» **WHAT NEEDS TO BE DONE**
Return every line of the records that contains the string "object", matching case exactly.

» **RECORD EXTRACTS**

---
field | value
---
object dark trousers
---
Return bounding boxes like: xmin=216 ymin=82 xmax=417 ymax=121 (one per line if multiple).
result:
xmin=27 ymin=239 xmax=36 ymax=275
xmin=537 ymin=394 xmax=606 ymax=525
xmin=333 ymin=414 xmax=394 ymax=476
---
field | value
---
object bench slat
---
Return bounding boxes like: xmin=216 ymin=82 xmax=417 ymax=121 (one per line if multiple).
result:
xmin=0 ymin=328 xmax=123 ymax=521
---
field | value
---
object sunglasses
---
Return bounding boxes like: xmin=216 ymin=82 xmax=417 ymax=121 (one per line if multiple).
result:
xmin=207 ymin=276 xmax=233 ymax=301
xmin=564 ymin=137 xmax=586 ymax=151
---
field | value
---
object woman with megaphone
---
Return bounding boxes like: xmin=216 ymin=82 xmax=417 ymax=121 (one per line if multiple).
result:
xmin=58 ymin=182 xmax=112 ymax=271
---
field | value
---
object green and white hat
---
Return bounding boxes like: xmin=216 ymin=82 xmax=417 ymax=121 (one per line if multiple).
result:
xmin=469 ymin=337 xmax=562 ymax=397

---

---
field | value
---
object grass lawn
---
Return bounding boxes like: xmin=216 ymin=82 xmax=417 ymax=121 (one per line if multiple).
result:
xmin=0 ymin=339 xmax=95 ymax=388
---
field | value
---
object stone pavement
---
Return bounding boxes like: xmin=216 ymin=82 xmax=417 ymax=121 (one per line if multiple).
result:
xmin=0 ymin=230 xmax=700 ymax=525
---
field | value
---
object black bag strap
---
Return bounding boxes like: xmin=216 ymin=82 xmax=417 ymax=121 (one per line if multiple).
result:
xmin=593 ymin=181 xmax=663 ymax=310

» **EXERCISE RESPONSE**
object dark trousers
object bench slat
object sunglasses
object woman with megaphone
object green and white hat
object grass lawn
object stone pavement
object black bag strap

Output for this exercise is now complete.